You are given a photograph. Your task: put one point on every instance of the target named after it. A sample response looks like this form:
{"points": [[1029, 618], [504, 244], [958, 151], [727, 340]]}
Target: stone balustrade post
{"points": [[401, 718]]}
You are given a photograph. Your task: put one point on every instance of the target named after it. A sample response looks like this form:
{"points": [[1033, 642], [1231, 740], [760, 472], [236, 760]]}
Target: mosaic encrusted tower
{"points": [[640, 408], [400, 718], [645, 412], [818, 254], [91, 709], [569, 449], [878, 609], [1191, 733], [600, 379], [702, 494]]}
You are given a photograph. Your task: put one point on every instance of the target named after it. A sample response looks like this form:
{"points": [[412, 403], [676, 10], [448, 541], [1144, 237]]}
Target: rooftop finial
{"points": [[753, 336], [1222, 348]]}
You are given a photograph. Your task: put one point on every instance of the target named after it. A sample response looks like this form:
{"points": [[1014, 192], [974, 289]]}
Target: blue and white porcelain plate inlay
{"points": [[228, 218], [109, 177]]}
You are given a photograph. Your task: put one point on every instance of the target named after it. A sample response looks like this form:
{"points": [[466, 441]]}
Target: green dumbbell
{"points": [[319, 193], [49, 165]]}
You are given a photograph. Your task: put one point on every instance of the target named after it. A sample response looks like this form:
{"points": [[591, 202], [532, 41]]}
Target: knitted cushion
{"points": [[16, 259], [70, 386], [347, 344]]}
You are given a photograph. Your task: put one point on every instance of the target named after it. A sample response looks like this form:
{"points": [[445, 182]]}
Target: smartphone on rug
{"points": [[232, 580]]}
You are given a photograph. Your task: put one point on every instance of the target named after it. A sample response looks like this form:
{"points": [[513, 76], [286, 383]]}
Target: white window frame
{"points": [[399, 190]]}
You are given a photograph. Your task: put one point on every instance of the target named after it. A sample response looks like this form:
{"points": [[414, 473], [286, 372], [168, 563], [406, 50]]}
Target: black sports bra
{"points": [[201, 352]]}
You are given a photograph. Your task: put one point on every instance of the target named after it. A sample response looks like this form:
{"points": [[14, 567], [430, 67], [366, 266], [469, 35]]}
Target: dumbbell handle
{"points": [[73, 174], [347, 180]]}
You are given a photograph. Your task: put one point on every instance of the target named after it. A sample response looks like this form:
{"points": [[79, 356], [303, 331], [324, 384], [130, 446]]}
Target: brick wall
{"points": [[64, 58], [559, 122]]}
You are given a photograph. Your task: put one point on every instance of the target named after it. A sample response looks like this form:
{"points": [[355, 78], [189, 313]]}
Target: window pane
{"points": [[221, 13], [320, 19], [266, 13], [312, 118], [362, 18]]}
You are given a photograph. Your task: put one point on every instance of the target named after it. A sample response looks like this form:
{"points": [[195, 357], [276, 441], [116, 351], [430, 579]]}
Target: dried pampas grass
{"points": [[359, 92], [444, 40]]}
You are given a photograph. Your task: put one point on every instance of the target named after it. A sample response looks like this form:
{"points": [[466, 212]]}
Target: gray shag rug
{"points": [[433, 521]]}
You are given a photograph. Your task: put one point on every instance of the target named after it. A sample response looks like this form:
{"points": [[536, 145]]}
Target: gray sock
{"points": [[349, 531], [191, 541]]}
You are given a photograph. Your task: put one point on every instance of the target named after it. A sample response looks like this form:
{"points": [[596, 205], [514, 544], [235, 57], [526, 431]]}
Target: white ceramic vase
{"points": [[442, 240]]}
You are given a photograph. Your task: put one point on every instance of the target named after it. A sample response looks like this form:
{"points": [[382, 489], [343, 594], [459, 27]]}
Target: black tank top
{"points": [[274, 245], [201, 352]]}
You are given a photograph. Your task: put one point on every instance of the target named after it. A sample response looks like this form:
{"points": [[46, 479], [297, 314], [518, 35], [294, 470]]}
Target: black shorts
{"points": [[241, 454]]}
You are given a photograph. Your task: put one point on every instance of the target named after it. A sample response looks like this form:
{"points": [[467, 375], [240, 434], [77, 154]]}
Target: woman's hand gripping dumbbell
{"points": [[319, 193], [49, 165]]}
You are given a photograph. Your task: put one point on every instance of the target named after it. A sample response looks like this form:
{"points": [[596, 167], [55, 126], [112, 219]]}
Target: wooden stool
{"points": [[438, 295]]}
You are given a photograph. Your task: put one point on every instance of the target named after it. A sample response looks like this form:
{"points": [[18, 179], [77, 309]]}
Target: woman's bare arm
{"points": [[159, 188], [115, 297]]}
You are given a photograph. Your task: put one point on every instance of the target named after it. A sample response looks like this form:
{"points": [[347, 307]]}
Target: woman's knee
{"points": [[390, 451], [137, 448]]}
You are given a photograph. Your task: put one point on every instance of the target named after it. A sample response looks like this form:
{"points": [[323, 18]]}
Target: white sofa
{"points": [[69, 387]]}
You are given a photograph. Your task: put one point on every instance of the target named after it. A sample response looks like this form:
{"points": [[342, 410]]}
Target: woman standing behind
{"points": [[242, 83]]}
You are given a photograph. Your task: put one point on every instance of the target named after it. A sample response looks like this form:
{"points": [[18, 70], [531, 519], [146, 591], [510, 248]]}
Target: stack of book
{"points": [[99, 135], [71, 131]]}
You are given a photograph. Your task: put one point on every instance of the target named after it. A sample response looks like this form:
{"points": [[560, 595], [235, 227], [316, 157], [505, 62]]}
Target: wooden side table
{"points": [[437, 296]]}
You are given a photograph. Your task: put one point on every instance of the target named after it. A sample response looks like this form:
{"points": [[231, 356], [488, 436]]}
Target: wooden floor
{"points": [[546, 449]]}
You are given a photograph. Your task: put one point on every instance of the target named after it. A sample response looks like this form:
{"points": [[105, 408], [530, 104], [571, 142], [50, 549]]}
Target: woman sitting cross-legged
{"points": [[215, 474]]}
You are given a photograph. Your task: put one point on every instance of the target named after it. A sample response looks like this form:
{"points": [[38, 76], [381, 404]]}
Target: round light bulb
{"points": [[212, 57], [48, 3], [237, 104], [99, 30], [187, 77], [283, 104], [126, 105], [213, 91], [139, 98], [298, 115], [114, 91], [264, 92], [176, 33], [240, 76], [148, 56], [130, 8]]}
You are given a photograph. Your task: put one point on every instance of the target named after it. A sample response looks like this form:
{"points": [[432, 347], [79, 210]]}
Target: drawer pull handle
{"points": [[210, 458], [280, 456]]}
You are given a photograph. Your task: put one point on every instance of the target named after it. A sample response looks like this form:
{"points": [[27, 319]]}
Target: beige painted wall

● **Instructions to follow**
Repeat the records above exactly, from the first line to the last.

● **Solution for this task**
You are given a photograph. Your task: put one point on every instance of the target named after it. A sample response looks like this form:
{"points": [[1029, 618], [504, 244], [958, 151], [727, 340]]}
Target: stone balustrade post
{"points": [[401, 718]]}
You are given a photograph. Your task: put one point on every instance of the target named after it. A sample response looks like this form:
{"points": [[1033, 642], [1231, 740], [760, 472], [236, 760]]}
Target: mosaic encrusted tower
{"points": [[640, 408], [400, 718], [645, 412], [818, 254], [91, 709], [569, 449], [878, 609], [1191, 733], [600, 379], [702, 494]]}
You are given a photograph. Your task: put one point on every instance of the target named after it. A sample response looks like this form:
{"points": [[412, 403], [676, 10], [448, 541], [1144, 237]]}
Target: rooftop finial
{"points": [[753, 336], [1222, 348]]}
You are given a photograph. Your task: put one point on every instance of the target named after it. A sample response looks like this form:
{"points": [[1014, 192], [974, 289]]}
Target: blue and white porcelain plate inlay
{"points": [[228, 218], [109, 177]]}
You are given a photograph. Your task: put one point on every instance of the target named after it. A sample response looks like this form:
{"points": [[466, 441]]}
Target: green dumbbell
{"points": [[319, 193], [49, 165]]}
You are given a photograph. Your task: put one point on every instance of the target named after it. A sample response looks like this form:
{"points": [[591, 202], [532, 41]]}
Target: knitted cushion
{"points": [[16, 259], [70, 386], [347, 344]]}
You are given a photograph. Your task: put one point on every instance of the target named after it. A sample response looks like this form:
{"points": [[445, 182]]}
Target: smartphone on rug
{"points": [[232, 580]]}
You are given a photograph. Your task: put one point on every instance of the target named after it. A sample response looks like this form:
{"points": [[513, 76], [286, 383]]}
Target: white window frame
{"points": [[399, 190]]}
You are given a photograph. Your task: put one point on every instance of the target named after it. A sample response looks like this form:
{"points": [[414, 473], [286, 372], [168, 563], [406, 50]]}
Target: black sports bra
{"points": [[201, 352]]}
You are given a photograph. Your task: put one point on every instance of the target named after it. A sample response looks like this form:
{"points": [[14, 567], [430, 67], [366, 266], [469, 35]]}
Target: dumbbell handle
{"points": [[73, 174], [347, 180]]}
You are given a photograph. Your task: put one point on every instance of the target named after it. A sample response looks like this form:
{"points": [[79, 356], [303, 331], [324, 384], [130, 446]]}
Target: brick wall
{"points": [[64, 58], [559, 122]]}
You are given a photograph. Your task: put one point on every instance of the target named after it. A sample response looks like this form:
{"points": [[355, 78], [189, 313]]}
Target: window pane
{"points": [[221, 13], [320, 19], [266, 13], [312, 118], [362, 18]]}
You are given a photograph. Your task: put one point on every instance of the target named after it. A sample response looks like this form:
{"points": [[195, 357], [276, 441], [116, 351], [430, 579]]}
Target: dried pampas grass
{"points": [[359, 92], [444, 40]]}
You are given a photograph. Your task: put one point on every instance of the target named after it. A sample response looks like this form:
{"points": [[466, 212]]}
Target: gray shag rug
{"points": [[433, 521]]}
You are given a photograph. Your task: put one point on every instance of the target named after it. A sample response looks like this form:
{"points": [[536, 145]]}
Target: gray sock
{"points": [[349, 531], [191, 541]]}
You are given a photograph. Your task: put one point on every instance of the target named after it. A sample response looks like this form:
{"points": [[596, 205], [514, 544], [235, 57], [526, 431]]}
Target: white ceramic vase
{"points": [[442, 240]]}
You are given a photograph. Your task: put one point on every instance of the target named after it. A sample response looks like this form:
{"points": [[382, 489], [343, 594], [459, 27]]}
Target: black tank top
{"points": [[274, 245], [201, 352]]}
You are given a photograph. Your task: put one point on every instance of the target named after it. A sample response looks like this form:
{"points": [[46, 479], [297, 314], [518, 35], [294, 470]]}
Target: black shorts
{"points": [[241, 454]]}
You are given a photograph. Your task: put one point on every instance of the target named after it. A sample response looks like this form:
{"points": [[467, 375], [240, 434], [77, 154]]}
Target: woman's hand gripping dumbbell
{"points": [[319, 193], [49, 165]]}
You are given a photograph. Your task: put one point on every instance of the target named after it. A sample response looks like this form:
{"points": [[596, 167], [55, 126], [112, 219]]}
Target: wooden stool
{"points": [[438, 295]]}
You are given a photograph. Your task: put one point on every instance of the target named after it. A sample response looks like this form:
{"points": [[18, 179], [77, 309]]}
Target: woman's bare arm
{"points": [[159, 188], [115, 297]]}
You are given a photograph. Your task: put one point on every instance of the target named after it. A sample response looks like this form:
{"points": [[347, 307]]}
Target: woman's knee
{"points": [[390, 451], [137, 448]]}
You are given a photograph. Your task: put one point on every instance of the target named after it. A sample response looks like this form:
{"points": [[323, 18]]}
Target: white sofa
{"points": [[69, 387]]}
You are given a photograph. Your task: put one point on every instance of the target named after it. A sample response looks like this form:
{"points": [[342, 410]]}
Target: woman standing behind
{"points": [[242, 83]]}
You are given a photograph. Your task: put one point on every instance of the target named after it. A sample response looks like this form:
{"points": [[18, 70], [531, 519], [146, 591], [510, 248]]}
Target: stack of book
{"points": [[99, 135], [71, 131]]}
You are given a photograph. Your task: put one point on every instance of the target named after it. A sample response looks like this form:
{"points": [[560, 595], [235, 227], [316, 157], [505, 62]]}
Target: wooden side table
{"points": [[437, 296]]}
You are given a photograph. Your task: put one point on every instance of the target named after it. A sample response looks like this form:
{"points": [[231, 356], [488, 436]]}
Target: wooden floor
{"points": [[546, 449]]}
You are given a photograph. Your task: put one point on every instance of the target named after it. A sample response looks like this form:
{"points": [[105, 408], [530, 104], [571, 142], [50, 549]]}
Target: woman sitting cross-legged
{"points": [[215, 474]]}
You are given a photograph. Your task: put one point on every instance of the target named after it. A sample response looks like this form:
{"points": [[38, 76], [381, 404]]}
Target: round light bulb
{"points": [[212, 57], [48, 3], [237, 104], [99, 30], [187, 77], [283, 104], [126, 105], [213, 91], [139, 98], [298, 115], [114, 91], [264, 92], [176, 33], [240, 76], [148, 56], [130, 8]]}
You are given a photograph. Your task: put one point on every instance of the target named after it. A sample response looks like this form:
{"points": [[432, 347], [79, 210]]}
Target: drawer pull handle
{"points": [[210, 458], [280, 456]]}
You are given a photograph. Your task: put one point on every instance of the target named after it. A sample response looks like this form:
{"points": [[27, 319]]}
Target: beige painted wall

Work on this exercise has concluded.